### [What the task asks]
Answer these from the EWTD excerpt:
1. How many rotas were operating across 247 trusts in England?
2. How many hours per week could rotas covered by derogation temporarily operate?
3. Through what are a number of Department of Health pages now only viewable?

### [Excerpt]
┌──

Read more on the Temple report.
Individual doctors can opt out and work more than a 48-hour week if they choose to do so. Opting out is an individual and voluntary decision.
Even before EWTD came into effect for junior doctors in training, NHS trusts were required to monitor and record trainee doctors' working hours. The 2000 contract for junior doctors introduced pay bandings which apply according to work intensity and weekly hours of work. See our pages on Junior doctors' Terms and Conditions for more information.
A small number of rotas were not able to achieve compliance by the August 2009 deadline. Of 6,646 rotas operating across 247 trusts in England, 200 were covered by derogation in the statutory instrument published on 23 June 2009. A further 100 were allowed derogation in October 2009. This allowed them to operate at 52 hours per week temporarily until they complied with 48 hours. There are no longer any derogations in place in England.
Implications of non-compliance
Individual employers are responsible for ensuring that staff can work in compliance with EWTD requirements. The penalties for non-compliance are possible Employment Tribunal proceedings by employees, orders for compliance (for example from the Health and Safety Executive in respect of night worker health assessments) and fines. The Department of Health may also be at risk of enforcement proceedings by the European Commission.
A number of resources were designed to help in the implementation and maintenance of EWTD. We have tried to link to this information from this page where possible. Note that a number of pages, particularly relating to the Department of Health, are now only viewable through the National Archives.

└──

### [Supplied data]
┌──

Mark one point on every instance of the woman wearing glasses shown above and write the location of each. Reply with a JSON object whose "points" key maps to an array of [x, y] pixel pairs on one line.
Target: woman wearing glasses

└──
┌──

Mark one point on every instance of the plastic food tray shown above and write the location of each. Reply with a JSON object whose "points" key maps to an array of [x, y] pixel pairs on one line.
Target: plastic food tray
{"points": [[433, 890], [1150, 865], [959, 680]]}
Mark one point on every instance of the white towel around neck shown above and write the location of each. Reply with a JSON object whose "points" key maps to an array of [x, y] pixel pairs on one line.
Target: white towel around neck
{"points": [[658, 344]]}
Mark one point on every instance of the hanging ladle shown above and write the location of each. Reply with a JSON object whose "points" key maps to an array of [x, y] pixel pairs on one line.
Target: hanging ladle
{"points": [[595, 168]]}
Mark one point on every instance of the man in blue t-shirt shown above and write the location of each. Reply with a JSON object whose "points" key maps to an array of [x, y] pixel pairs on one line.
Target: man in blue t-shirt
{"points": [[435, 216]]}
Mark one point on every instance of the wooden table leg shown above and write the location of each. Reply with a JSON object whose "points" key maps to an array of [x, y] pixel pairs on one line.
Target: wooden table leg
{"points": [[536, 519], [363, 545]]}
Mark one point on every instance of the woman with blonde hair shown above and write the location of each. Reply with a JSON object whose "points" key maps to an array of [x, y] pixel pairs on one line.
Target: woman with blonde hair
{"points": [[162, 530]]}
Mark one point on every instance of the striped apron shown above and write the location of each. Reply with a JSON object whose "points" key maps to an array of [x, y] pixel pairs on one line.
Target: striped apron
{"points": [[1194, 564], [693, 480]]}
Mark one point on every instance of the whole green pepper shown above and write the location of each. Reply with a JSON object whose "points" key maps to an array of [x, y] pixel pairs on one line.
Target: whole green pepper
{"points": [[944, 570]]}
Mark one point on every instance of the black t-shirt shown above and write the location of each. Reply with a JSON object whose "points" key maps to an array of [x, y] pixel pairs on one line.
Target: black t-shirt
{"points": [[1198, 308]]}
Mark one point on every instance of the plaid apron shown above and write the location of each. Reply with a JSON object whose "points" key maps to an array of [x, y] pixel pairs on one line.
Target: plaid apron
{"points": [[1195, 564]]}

└──
┌──

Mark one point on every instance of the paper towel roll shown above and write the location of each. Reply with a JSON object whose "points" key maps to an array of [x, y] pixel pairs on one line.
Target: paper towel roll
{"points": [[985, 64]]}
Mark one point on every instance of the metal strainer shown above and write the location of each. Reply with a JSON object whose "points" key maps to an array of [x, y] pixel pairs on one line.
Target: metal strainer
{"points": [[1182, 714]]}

└──

### [Written response]
1. 6,646
2. 52 hours
3. The National Archives